[EXERCISE BRIEF] Update the data below so that every "signal-timing review" becomes "traffic-light review", and keep everything else the same.

------ DATA ENTRIES

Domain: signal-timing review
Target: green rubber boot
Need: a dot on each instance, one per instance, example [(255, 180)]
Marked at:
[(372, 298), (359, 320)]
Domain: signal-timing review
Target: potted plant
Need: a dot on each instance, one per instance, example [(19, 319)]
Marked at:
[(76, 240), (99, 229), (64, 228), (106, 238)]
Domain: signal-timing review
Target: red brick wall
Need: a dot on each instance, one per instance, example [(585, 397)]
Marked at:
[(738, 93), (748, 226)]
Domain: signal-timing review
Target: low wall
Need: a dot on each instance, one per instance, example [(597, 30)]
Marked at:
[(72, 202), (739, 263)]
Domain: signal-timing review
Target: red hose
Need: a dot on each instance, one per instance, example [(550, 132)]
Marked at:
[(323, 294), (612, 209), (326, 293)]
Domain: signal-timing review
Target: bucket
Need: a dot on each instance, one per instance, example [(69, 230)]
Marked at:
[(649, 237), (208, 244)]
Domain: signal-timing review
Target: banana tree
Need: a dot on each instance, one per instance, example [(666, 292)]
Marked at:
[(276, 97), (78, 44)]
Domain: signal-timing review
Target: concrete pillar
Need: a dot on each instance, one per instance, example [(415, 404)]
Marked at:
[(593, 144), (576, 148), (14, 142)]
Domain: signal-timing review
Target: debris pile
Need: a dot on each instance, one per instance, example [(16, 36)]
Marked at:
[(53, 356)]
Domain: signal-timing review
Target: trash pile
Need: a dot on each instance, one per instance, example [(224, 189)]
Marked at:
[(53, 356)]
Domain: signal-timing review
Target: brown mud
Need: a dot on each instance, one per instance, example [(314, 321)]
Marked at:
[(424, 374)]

------------

[COMPLETED TASK]
Domain: traffic-light review
Target: green rubber boot
Need: a dot on each instance, one per instance, example [(255, 180)]
Marked at:
[(372, 298), (359, 320)]
Domain: traffic-light review
Target: potted plant
Need: a dot on each instance, one per instance, example [(19, 319)]
Marked at:
[(76, 240), (99, 229), (64, 228), (106, 238)]
Domain: traffic-light review
Target: red brick wall
Need: a dot on each instance, one per instance, example [(585, 397)]
Marked at:
[(738, 93), (748, 226)]
Domain: traffic-light review
Target: low wall
Need: a dot on each instance, one per instance, example [(597, 30)]
Marked at:
[(72, 202), (739, 263)]
Domain: traffic-light review
Target: red hose
Need: a dot on each instance, one per instance, example [(550, 132)]
Marked at:
[(323, 294), (612, 209), (326, 293)]
Domain: traffic-light review
Target: bucket
Need: a dot on each instance, one per instance, example [(69, 230)]
Marked at:
[(649, 237), (208, 244)]
Domain: traffic-light review
Target: banana tree
Need: a dot on each instance, one per instance, example [(666, 292)]
Marked at:
[(276, 97), (78, 44)]
Domain: traffic-light review
Target: concrete pillar
Need: a dot on each instance, one per instance, example [(415, 404)]
Marked at:
[(593, 144), (576, 148), (14, 142)]
Domain: traffic-light review
Target: debris pile
Need: a dot on each instance, one per instance, example [(16, 36)]
Marked at:
[(53, 356)]
Domain: traffic-light review
Target: trash pile
Need: a dot on each instance, one per instance, example [(224, 189)]
Marked at:
[(53, 356)]
Domain: traffic-light review
Target: brown mud
Need: a dot on each instance, one per instance, example [(314, 321)]
Marked at:
[(424, 374)]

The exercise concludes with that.